[Source data]
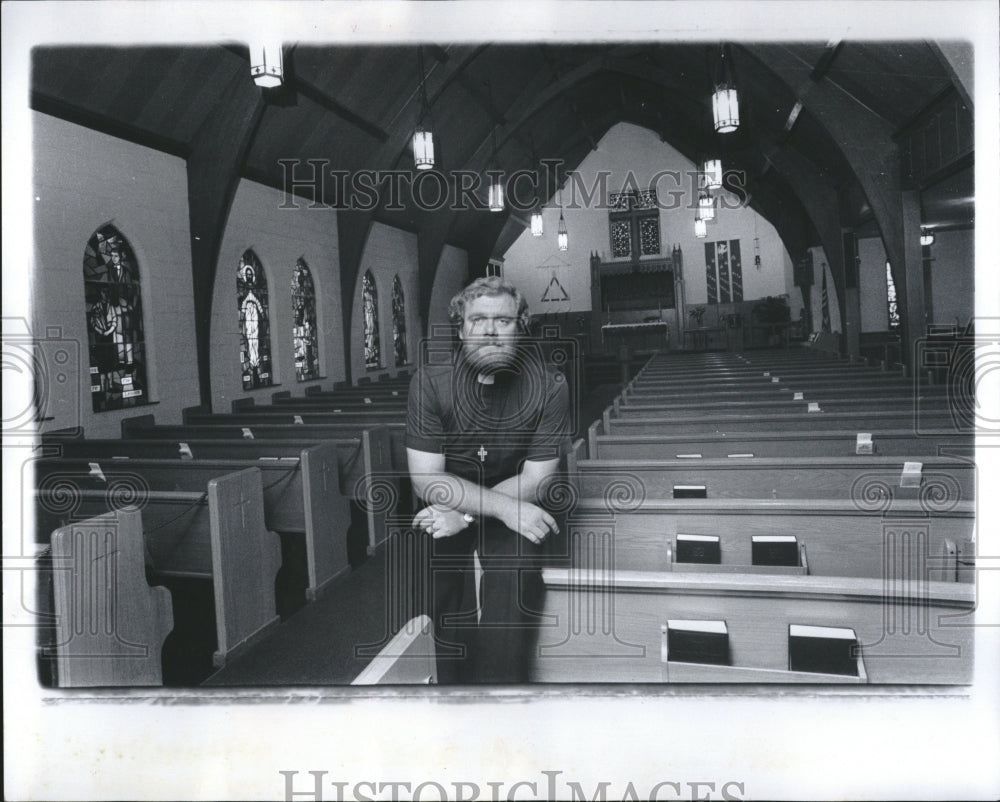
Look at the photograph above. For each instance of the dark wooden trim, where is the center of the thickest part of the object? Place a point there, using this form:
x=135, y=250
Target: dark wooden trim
x=71, y=113
x=914, y=119
x=961, y=163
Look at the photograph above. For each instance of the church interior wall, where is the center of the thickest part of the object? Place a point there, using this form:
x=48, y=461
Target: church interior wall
x=84, y=180
x=530, y=262
x=279, y=237
x=388, y=252
x=451, y=276
x=953, y=277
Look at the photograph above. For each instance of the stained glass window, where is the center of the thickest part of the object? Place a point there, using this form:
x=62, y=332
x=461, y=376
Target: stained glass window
x=894, y=321
x=114, y=322
x=255, y=326
x=634, y=224
x=304, y=336
x=621, y=237
x=649, y=235
x=369, y=300
x=619, y=201
x=646, y=199
x=398, y=322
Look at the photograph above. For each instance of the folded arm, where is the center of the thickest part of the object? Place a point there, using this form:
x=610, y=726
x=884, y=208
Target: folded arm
x=513, y=501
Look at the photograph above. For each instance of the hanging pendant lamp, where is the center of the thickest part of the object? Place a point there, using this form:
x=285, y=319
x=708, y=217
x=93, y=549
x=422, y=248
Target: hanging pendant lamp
x=423, y=137
x=266, y=64
x=725, y=100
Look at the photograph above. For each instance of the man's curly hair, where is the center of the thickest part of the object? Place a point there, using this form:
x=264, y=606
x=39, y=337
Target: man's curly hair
x=491, y=286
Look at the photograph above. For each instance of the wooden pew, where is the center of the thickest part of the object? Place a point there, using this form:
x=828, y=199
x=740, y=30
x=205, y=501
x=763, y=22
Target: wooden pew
x=301, y=496
x=946, y=479
x=218, y=536
x=857, y=421
x=892, y=538
x=365, y=455
x=408, y=659
x=930, y=403
x=674, y=377
x=360, y=416
x=109, y=623
x=609, y=626
x=765, y=389
x=832, y=443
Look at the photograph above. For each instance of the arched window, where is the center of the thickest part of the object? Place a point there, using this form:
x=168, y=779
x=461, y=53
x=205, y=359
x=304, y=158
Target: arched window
x=891, y=302
x=398, y=322
x=255, y=327
x=304, y=334
x=114, y=322
x=369, y=300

▶ **DIRECTION**
Pictures are to be left out; repeat all the remaining data exactly.

▶ **ANSWER BELOW**
Look at the photograph above. For each instance of the dark wooden trim, where is the center of the thickest part of the object? Place a point there, using this form:
x=135, y=250
Target: dark wooden trim
x=71, y=113
x=914, y=119
x=961, y=163
Look at the photograph above. For each instance of the church interior wall, where is the center of the thickest part of the object? Place a point there, using this form:
x=48, y=461
Target: church interior wall
x=84, y=180
x=530, y=262
x=279, y=237
x=388, y=252
x=451, y=276
x=953, y=277
Look at the photograph above. For each instance of the stained glass window, where is the center of the thickest part of the object? Place a point there, using this form:
x=62, y=332
x=461, y=376
Target: stained glass window
x=894, y=321
x=114, y=322
x=255, y=326
x=634, y=224
x=304, y=336
x=621, y=237
x=649, y=235
x=369, y=300
x=619, y=201
x=646, y=199
x=398, y=322
Look at the photograph above. For each instance of the folded arm, where is the center of the thickest part of the object? Place a point there, using this form:
x=610, y=726
x=884, y=208
Target: folded arm
x=513, y=501
Look at the photograph above. For each instance of the hanging pendant lamp, where is the center of the thickest part of the object? Place a point there, using this form:
x=285, y=319
x=708, y=217
x=93, y=549
x=422, y=248
Target: hanging pendant lamp
x=423, y=137
x=266, y=64
x=725, y=100
Look at the photograph above. For each instance of the man's curly hair, where is the center of the thickest part of the object? Place a point there, using this form:
x=264, y=606
x=39, y=337
Target: man's curly hair
x=491, y=286
Look at the photograph above. For each instance of the wooden pew, where is the center of the thickest part of the object? Place a point there, using this form:
x=828, y=199
x=740, y=30
x=205, y=501
x=763, y=22
Target: wooden pew
x=301, y=496
x=946, y=479
x=218, y=536
x=857, y=421
x=892, y=538
x=365, y=455
x=408, y=659
x=930, y=403
x=674, y=377
x=360, y=416
x=109, y=623
x=609, y=626
x=765, y=389
x=832, y=443
Look at the photograph above. For each instance of the arched window, where is the center of the thickest part of the object? Place a point there, using this form:
x=168, y=779
x=461, y=53
x=205, y=359
x=304, y=158
Target: arched window
x=891, y=302
x=398, y=322
x=255, y=327
x=304, y=334
x=114, y=322
x=369, y=300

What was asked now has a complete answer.